Provided passage Block Start

I guess the PFC decided that a town like An Khe probably had a crossbow store, it being just the kind of a shop most needed, and he went back to looking sleepy. We drove by
C-130’s unloading barbed wire -- fork lifts were piling it into huge stacks -- and a C123 unloading mail sacks.
“Our free mail has all been piled up down at Saigon for a week while the Army and the post office people argue,” the PFC said.
I found out that the Army had insisted that the free mail be sent by air and that the post office department had said it wouldn’t do it. Then the postal people wanted the defense department to pay them for hauling it while the mail sacks were piling up at Tan Son Nhut. The thing was finally settled with the Army winning.
I also made acquaintance with military payment certificates when I changed some piastres with a man down at the airstrip while waiting for my plane to get ready. They are unimposing little things in denominations from a nickel on up, looking like fancy Monopoly game money. The $5 one has the most gruesome female face on it I have ever seen, while the 50-cent one has a real beauty with a nice coiffure.

Provided passage Block End

- Study questions:
**a)** Say whether each statement agrees with the An Khe passage, and back each yes or no with the deciding words quoted from it. (i) The Army got its way on the free mail. (ii) The 50-cent certificate shows the most gruesome female face. (iii) The certificates start at a nickel.
**b)** Repeat the part of the An Khe passage that opens with the words containing "I found out" and closes with "the Army winning.", word for word.
The entries after the An Khe passage aren't needed here.

Stored data Block Start

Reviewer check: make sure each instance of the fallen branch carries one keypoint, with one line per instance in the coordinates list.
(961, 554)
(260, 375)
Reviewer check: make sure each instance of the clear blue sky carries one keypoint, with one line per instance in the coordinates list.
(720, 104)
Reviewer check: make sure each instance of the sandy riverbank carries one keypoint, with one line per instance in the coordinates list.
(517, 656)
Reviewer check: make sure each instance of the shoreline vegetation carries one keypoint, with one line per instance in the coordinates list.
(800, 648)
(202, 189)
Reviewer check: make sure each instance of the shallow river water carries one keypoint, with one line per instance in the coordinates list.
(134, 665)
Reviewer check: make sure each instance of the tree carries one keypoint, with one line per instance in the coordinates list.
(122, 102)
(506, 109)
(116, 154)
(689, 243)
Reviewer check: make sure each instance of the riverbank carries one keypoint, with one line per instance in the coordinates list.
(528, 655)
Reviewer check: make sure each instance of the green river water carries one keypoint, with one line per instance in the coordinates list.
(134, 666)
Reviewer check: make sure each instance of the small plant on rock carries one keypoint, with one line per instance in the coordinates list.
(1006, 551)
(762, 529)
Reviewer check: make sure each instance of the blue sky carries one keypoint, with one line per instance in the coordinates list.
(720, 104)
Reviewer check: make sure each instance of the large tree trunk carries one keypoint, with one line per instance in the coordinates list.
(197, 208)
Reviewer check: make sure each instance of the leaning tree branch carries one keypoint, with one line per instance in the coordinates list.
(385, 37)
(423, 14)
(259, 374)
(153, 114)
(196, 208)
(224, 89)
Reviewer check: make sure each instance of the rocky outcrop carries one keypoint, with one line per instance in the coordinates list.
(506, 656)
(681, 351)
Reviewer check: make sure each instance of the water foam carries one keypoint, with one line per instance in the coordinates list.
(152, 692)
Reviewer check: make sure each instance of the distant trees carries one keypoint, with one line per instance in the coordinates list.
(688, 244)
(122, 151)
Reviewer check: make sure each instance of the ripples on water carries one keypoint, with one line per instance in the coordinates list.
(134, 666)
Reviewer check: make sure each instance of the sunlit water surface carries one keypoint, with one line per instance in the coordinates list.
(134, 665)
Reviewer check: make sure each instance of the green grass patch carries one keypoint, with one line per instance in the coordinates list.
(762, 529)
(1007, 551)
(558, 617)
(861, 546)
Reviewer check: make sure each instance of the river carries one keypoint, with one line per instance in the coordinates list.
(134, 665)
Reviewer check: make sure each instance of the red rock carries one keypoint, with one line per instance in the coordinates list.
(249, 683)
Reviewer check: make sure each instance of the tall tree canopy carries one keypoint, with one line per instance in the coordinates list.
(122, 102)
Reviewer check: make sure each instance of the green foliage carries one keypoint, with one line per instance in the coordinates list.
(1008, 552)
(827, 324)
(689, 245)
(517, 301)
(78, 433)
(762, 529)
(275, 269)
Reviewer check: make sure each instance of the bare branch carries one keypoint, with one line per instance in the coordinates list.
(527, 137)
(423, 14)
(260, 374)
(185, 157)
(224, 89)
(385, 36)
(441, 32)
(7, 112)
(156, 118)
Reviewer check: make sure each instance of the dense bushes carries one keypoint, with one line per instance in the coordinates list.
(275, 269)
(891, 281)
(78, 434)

Stored data Block End

- Solutions by task:
**a)**
(i) Yes: "The thing was finally settled with the Army winning."
(ii) No: "The $5 one has the most gruesome female face on it I have ever seen, while the 50-cent one has a real beauty with a nice coiffure."
(iii) Yes: "in denominations from a nickel on up"

**b)**
I found out that the Army had insisted that the free mail be sent by air and that the post office department had said it wouldn’t do it. Then the postal people wanted the defense department to pay them for hauling it while the mail sacks were piling up at Tan Son Nhut. The thing was finally settled with the Army winning.